> _RECORD EXCERPTS_

----

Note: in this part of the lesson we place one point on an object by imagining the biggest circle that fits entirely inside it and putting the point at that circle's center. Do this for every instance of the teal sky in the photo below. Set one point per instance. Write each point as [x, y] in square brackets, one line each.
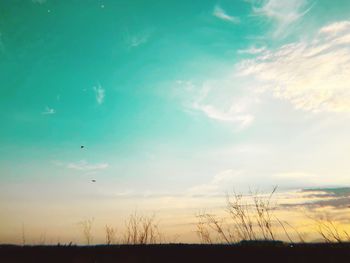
[171, 97]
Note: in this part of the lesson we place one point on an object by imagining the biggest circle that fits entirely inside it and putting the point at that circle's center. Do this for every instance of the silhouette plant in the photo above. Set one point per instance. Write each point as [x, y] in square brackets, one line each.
[141, 230]
[86, 226]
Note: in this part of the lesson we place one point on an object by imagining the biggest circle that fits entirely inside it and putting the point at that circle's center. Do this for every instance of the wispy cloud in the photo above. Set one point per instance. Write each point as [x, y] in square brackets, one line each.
[283, 12]
[313, 75]
[85, 166]
[221, 14]
[216, 101]
[49, 111]
[252, 50]
[39, 1]
[100, 93]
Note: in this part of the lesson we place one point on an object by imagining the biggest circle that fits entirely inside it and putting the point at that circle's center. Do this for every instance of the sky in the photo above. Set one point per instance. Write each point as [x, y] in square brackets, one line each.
[172, 101]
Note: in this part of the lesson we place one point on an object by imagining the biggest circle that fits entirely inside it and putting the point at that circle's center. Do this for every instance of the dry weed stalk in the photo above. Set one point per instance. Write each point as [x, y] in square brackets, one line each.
[141, 230]
[247, 220]
[86, 226]
[110, 235]
[330, 231]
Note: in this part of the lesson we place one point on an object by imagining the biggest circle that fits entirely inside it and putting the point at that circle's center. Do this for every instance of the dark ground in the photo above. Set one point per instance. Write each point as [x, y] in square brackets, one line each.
[178, 253]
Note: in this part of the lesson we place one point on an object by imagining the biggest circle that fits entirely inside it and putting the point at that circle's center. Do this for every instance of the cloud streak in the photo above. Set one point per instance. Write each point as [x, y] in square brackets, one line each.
[283, 12]
[85, 166]
[313, 75]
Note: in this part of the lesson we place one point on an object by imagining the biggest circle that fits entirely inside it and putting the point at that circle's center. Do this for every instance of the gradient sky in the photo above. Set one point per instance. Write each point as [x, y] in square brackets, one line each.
[169, 98]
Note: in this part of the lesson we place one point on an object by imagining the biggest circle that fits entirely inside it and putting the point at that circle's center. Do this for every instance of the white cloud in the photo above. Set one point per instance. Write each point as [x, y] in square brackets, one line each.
[49, 111]
[221, 14]
[218, 185]
[313, 75]
[252, 50]
[85, 166]
[283, 12]
[217, 99]
[39, 1]
[100, 94]
[230, 115]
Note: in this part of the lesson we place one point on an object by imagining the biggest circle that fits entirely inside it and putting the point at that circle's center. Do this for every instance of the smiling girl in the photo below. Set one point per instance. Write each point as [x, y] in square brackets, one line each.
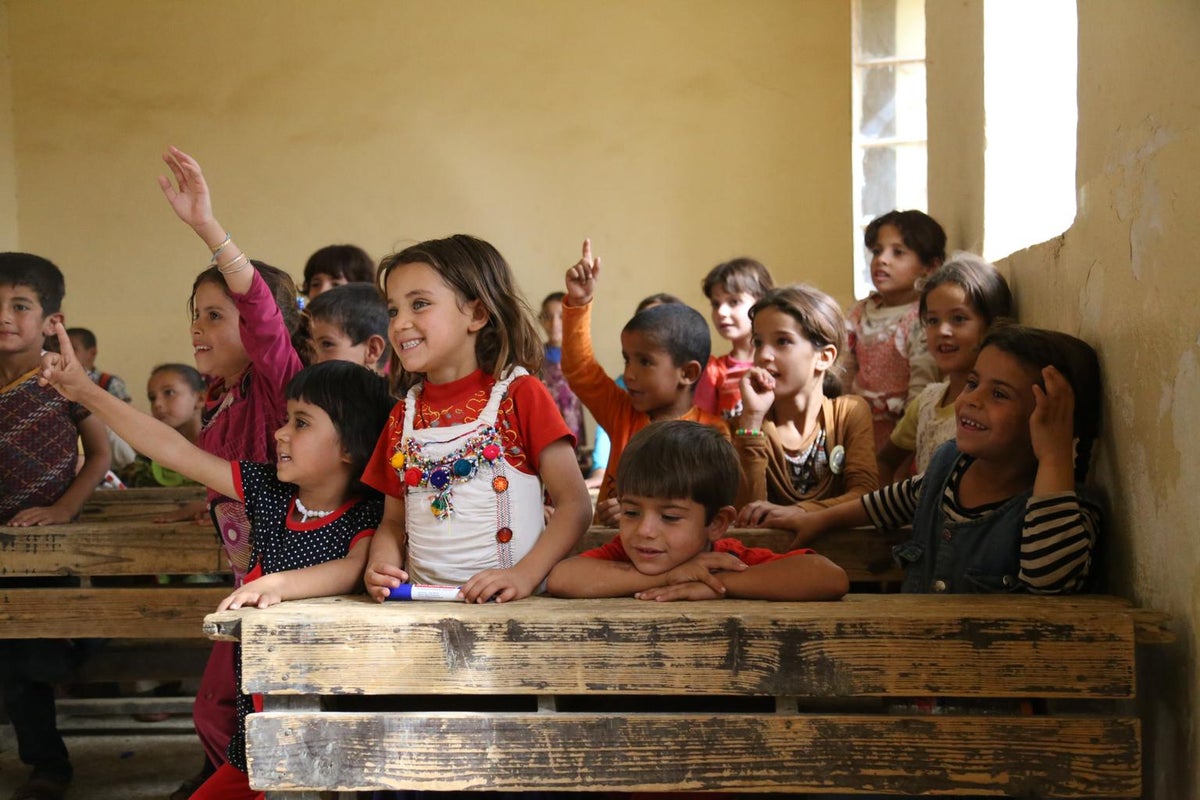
[311, 517]
[1000, 509]
[799, 449]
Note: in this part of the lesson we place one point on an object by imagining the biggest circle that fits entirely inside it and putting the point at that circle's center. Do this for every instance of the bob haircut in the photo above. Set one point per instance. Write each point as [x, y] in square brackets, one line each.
[357, 401]
[681, 459]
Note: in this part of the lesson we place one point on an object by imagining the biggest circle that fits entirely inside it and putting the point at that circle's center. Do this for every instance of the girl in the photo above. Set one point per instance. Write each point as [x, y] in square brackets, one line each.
[461, 456]
[887, 361]
[799, 449]
[999, 509]
[958, 305]
[177, 397]
[311, 516]
[243, 318]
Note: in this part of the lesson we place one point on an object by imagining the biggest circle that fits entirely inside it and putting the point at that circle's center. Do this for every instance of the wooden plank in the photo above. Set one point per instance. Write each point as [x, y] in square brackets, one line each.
[964, 645]
[111, 548]
[151, 613]
[1049, 757]
[865, 553]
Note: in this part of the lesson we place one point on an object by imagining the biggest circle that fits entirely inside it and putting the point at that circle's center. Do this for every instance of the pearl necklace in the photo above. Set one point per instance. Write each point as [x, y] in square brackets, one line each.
[305, 515]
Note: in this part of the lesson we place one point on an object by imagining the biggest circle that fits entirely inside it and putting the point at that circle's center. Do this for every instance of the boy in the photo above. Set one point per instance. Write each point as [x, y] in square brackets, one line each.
[349, 323]
[84, 343]
[39, 486]
[664, 349]
[676, 488]
[732, 288]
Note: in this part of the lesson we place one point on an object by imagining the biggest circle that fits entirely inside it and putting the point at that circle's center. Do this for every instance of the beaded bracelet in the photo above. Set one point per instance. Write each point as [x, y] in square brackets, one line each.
[225, 242]
[228, 269]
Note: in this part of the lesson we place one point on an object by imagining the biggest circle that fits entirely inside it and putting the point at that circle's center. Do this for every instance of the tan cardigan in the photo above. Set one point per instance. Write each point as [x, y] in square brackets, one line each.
[766, 476]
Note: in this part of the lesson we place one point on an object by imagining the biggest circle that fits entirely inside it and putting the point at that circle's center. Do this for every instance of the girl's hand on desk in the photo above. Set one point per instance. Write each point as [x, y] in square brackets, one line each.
[501, 585]
[381, 578]
[191, 200]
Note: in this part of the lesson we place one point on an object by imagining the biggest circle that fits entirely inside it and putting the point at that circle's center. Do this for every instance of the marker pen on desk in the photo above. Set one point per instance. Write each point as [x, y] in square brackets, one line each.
[423, 591]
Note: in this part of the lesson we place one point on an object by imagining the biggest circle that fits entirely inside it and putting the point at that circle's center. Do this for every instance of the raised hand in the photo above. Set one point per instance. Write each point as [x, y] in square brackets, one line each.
[581, 278]
[757, 395]
[189, 196]
[63, 371]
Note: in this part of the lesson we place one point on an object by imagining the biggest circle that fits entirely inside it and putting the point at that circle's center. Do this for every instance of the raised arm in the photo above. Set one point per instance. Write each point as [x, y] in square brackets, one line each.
[147, 434]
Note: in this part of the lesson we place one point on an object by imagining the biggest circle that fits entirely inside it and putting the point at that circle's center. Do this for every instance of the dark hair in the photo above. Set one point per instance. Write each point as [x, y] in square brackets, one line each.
[85, 337]
[820, 320]
[357, 401]
[738, 276]
[1038, 348]
[347, 262]
[281, 284]
[191, 376]
[477, 272]
[358, 308]
[678, 329]
[984, 287]
[681, 459]
[658, 299]
[37, 274]
[921, 233]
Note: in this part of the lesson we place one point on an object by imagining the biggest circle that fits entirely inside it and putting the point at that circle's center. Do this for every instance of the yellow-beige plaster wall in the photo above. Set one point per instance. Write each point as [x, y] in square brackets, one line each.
[677, 134]
[1121, 277]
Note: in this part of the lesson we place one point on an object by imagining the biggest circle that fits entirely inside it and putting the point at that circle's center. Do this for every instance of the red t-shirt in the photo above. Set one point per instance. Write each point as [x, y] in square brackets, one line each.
[615, 551]
[528, 421]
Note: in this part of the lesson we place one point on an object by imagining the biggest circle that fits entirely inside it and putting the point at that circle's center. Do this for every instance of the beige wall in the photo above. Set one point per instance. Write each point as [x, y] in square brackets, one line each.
[676, 133]
[1123, 278]
[7, 154]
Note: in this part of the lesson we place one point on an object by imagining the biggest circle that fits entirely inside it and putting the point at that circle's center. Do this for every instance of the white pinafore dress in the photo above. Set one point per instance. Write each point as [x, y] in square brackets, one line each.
[466, 507]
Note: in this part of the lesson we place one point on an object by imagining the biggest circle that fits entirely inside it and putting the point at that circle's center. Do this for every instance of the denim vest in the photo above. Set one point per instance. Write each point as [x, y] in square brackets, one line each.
[971, 557]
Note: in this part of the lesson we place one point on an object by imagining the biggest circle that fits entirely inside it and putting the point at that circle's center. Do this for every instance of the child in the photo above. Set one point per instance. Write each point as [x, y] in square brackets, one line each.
[731, 288]
[664, 348]
[676, 487]
[39, 486]
[177, 397]
[349, 323]
[958, 305]
[336, 265]
[465, 455]
[551, 374]
[999, 509]
[311, 517]
[84, 342]
[243, 317]
[887, 360]
[799, 449]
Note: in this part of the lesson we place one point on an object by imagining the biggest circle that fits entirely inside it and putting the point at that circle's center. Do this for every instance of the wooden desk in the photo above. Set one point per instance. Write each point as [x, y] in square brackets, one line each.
[601, 681]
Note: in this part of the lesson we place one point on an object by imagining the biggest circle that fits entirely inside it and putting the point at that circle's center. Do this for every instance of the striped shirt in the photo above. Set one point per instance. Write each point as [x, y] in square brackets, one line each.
[1057, 535]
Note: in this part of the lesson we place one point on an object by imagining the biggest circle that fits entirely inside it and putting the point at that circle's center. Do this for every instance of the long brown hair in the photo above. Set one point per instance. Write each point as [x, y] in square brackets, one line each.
[477, 272]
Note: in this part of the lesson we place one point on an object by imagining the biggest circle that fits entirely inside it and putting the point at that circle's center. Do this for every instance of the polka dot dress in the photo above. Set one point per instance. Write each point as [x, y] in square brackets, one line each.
[280, 545]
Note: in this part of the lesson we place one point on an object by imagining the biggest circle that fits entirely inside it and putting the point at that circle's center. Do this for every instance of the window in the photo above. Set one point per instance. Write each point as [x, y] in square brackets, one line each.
[889, 115]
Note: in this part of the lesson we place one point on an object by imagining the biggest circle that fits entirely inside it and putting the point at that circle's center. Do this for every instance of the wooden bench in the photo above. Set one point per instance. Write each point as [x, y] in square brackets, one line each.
[864, 553]
[733, 696]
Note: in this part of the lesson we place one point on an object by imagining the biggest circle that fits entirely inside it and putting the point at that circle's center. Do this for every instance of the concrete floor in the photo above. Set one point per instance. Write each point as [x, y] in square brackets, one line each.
[115, 758]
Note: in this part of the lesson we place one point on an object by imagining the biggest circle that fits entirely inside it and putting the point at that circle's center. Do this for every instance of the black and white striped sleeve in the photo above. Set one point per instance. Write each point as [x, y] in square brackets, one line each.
[1056, 542]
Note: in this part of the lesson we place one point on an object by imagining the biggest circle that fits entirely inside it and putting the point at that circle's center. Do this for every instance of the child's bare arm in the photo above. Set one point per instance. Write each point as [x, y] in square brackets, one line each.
[589, 577]
[385, 560]
[337, 577]
[573, 511]
[147, 434]
[796, 577]
[192, 203]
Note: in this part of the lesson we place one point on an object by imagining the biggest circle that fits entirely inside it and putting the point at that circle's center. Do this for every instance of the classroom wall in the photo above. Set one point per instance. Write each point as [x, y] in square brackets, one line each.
[7, 154]
[1122, 277]
[677, 134]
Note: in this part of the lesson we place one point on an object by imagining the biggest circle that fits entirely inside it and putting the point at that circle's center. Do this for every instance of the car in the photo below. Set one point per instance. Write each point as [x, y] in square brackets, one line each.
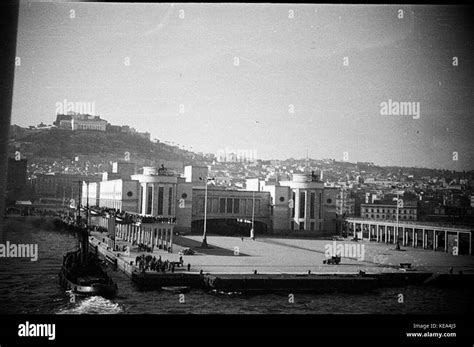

----

> _PROBLEM STATEMENT_
Find every line in the data above that contains the word "striped" and copy each of those lines in full. Case counts.

> _TASK ANSWER_
Note: in this part of the lesson we place one point on an object by imagining the biggest circle that fits entirely inside it and putting the point at that circle's center. Do this for every instance of the striped shirt in the photo above. Set one point per instance. Write each point as [x, y] in square brackets, one line each.
Note: in this part of the lesson we place one point on an object by imagining the biggest circle that fits entirely inside it and putting the point at that circle's center. Do this for every instance of the black and white striped sleeve in the photo above. Set one point per instance. Write each point as [x, y] in square brackets, one line each.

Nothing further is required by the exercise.